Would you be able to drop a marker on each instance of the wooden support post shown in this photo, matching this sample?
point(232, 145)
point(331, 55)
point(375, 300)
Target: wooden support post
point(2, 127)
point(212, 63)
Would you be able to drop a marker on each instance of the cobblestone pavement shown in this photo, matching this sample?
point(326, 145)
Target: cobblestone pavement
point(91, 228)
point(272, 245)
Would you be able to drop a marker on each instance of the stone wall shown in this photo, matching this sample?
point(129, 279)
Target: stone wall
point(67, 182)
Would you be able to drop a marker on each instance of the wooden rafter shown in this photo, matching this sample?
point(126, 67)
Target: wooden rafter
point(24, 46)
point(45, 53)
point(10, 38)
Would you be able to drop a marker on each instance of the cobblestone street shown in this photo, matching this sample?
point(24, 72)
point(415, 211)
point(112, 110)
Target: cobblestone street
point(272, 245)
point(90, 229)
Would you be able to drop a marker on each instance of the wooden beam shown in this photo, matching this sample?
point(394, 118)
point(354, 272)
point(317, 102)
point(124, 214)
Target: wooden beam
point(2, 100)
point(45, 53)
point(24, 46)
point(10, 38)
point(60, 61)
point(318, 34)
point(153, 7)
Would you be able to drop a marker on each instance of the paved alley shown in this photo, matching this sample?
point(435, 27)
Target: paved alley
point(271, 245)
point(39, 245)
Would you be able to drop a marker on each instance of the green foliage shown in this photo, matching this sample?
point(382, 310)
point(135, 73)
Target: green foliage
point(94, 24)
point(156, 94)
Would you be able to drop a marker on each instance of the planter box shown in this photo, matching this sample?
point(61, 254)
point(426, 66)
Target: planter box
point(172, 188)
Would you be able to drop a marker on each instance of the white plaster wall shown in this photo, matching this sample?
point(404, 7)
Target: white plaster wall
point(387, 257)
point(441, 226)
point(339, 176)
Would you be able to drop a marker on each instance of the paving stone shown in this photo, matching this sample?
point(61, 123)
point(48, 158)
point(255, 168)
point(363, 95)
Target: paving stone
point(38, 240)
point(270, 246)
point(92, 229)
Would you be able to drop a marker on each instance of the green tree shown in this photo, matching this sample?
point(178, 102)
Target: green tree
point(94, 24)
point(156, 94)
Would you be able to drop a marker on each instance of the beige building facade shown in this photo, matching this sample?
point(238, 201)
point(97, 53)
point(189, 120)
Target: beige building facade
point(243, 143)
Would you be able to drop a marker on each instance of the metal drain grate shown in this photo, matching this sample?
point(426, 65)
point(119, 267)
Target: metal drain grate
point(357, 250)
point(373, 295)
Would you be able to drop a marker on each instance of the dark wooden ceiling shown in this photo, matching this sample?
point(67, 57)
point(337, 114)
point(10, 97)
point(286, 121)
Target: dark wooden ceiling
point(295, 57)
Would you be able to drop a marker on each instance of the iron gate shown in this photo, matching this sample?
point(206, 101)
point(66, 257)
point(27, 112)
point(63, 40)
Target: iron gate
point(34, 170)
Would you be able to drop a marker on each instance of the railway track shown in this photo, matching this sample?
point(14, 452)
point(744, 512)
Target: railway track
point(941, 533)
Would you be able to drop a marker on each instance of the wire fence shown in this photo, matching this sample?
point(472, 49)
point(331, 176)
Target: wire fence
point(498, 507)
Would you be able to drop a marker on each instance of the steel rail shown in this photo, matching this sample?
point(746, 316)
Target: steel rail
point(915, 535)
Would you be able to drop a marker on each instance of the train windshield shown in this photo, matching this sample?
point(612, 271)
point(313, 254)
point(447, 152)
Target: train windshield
▬▬▬
(STATED EXERCISE) Can you transcribe every line of the material above with no changes?

(RIGHT ANSWER)
Would you be able to drop a marker on each instance of the wooden support post shown in this photo, matching this sample?
point(232, 145)
point(331, 55)
point(375, 300)
Target: wooden support post
point(2, 127)
point(212, 63)
Would you be able to drop a marker on each instance of the cobblestone pavement shown in this photo, matching this sample?
point(326, 145)
Target: cobblestone pavement
point(91, 228)
point(272, 245)
Would you be able to drop a marker on each instance of the stone wall shown in this photo, matching this sample?
point(129, 279)
Target: stone wall
point(67, 182)
Would you be able to drop a marker on each instance of the wooden rafter shown in this photo, matching this sample?
point(126, 67)
Target: wooden rafter
point(24, 46)
point(45, 53)
point(10, 38)
Would you be able to drop a marker on each instance of the cobblestone street shown in this photo, matching this sample?
point(24, 72)
point(415, 211)
point(112, 110)
Target: cobblestone street
point(272, 245)
point(90, 229)
Would you be able to drop a marker on each instance of the wooden beam shown in this photo, matching this sample?
point(394, 118)
point(354, 272)
point(317, 102)
point(124, 214)
Target: wooden beam
point(2, 100)
point(45, 53)
point(24, 46)
point(10, 38)
point(60, 61)
point(318, 34)
point(153, 7)
Would you be able to drop a marker on each instance of the paved alley shown in this photo, matching this sample?
point(435, 27)
Target: paved alley
point(271, 245)
point(39, 245)
Would you be able to drop a marker on each instance of the green foliage shown in this photo, matching this sample?
point(382, 310)
point(135, 73)
Target: green foliage
point(94, 24)
point(156, 94)
Would you be able to drop a marker on each instance of the planter box shown in this photo, matching this sample?
point(61, 254)
point(426, 66)
Target: planter box
point(172, 188)
Would you be able to drop a marker on each instance of the white plaster wall shown in this photo, matching this sample?
point(404, 7)
Target: white plaster wall
point(387, 257)
point(441, 226)
point(339, 176)
Would you be able to drop a marker on each instance of the paving stone shown in this photo, matching this sample?
point(61, 123)
point(48, 158)
point(255, 168)
point(363, 95)
Target: paving stone
point(38, 240)
point(270, 246)
point(92, 229)
Would you be able to drop a marker on each instance of the green tree shown in this photo, matching this sample?
point(178, 102)
Target: green tree
point(94, 24)
point(156, 94)
Would you be able to drop a marker on each instance of the beige building facade shown in this photo, matching this sample?
point(238, 201)
point(97, 53)
point(189, 120)
Target: beige building facade
point(243, 143)
Would you be able to drop a marker on each instance of the metal drain grate shown in this photo, matching this sample?
point(426, 65)
point(119, 267)
Target: metal drain grate
point(357, 250)
point(373, 295)
Would you be able to drop a marker on each instance of the dark wooden ceiling shown in this photo, matching this sample?
point(67, 57)
point(337, 114)
point(10, 97)
point(286, 121)
Target: dark wooden ceiling
point(295, 57)
Would you be able to drop a marker on each instance of the iron gate shown in this photo, matching this sample?
point(206, 101)
point(66, 257)
point(27, 112)
point(63, 40)
Target: iron gate
point(34, 170)
Would you be able to drop a marker on each instance of the railway track shown in this photo, matching this sample?
point(14, 452)
point(744, 512)
Target: railway track
point(941, 533)
Would you be able to drop a marker on each instance of the wire fence shown in this photo, matching this sample?
point(472, 49)
point(331, 176)
Target: wire fence
point(498, 507)
Would you be able to drop a marker on each instance of the steel rail shown in this photo, matching this sample?
point(746, 316)
Target: steel rail
point(915, 535)
Would you be able to drop a marker on each instance of the train windshield shown in this photo, matching this sample?
point(612, 271)
point(313, 254)
point(447, 152)
Target: train windshield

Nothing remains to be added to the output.